Saved entries
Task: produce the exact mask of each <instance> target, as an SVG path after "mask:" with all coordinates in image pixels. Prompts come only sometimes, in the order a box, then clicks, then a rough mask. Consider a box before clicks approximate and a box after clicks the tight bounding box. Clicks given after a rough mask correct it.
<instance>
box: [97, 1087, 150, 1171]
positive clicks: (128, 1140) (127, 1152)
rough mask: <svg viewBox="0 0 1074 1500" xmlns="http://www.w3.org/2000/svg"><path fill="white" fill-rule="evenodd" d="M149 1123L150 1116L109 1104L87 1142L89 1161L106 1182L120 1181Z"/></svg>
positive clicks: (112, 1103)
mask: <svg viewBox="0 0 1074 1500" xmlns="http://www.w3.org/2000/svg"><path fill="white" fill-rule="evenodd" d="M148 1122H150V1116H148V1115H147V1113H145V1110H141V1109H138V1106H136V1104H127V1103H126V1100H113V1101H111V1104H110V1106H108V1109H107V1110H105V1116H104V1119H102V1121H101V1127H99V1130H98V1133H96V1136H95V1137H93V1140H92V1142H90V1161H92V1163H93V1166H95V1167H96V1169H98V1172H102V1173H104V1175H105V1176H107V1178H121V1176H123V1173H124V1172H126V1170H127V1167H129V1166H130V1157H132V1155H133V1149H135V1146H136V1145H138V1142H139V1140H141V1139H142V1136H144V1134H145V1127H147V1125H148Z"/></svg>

- What to produce
No line may be altered or left out when the data is written out.

- Task answer
Task: produce the exact mask of each <instance> target, as an SVG path after "mask:" with all coordinates in image pixels. Prompts come only sometimes, in the order a box, then clicks, then a rough mask. Consider a box before clicks approximate and a box after clicks the tight bounding box. Clicks given after a rough mask correct it.
<instance>
box: [97, 1087, 150, 1171]
positive clicks: (128, 1140) (127, 1152)
rough mask: <svg viewBox="0 0 1074 1500" xmlns="http://www.w3.org/2000/svg"><path fill="white" fill-rule="evenodd" d="M149 1123L150 1116L109 1104L87 1142L89 1161L106 1182L120 1181Z"/></svg>
positive clicks: (112, 1103)
mask: <svg viewBox="0 0 1074 1500" xmlns="http://www.w3.org/2000/svg"><path fill="white" fill-rule="evenodd" d="M148 1122H150V1116H148V1115H147V1113H145V1110H141V1109H138V1106H136V1104H127V1103H126V1100H113V1101H111V1104H110V1106H108V1109H107V1110H105V1116H104V1119H102V1121H101V1127H99V1130H98V1133H96V1136H95V1137H93V1140H92V1142H90V1161H92V1163H93V1166H95V1167H96V1169H98V1172H102V1173H104V1175H105V1176H107V1178H121V1176H123V1173H124V1172H126V1170H127V1167H129V1166H130V1157H132V1155H133V1149H135V1146H136V1145H138V1142H139V1140H141V1139H142V1136H144V1134H145V1127H147V1125H148Z"/></svg>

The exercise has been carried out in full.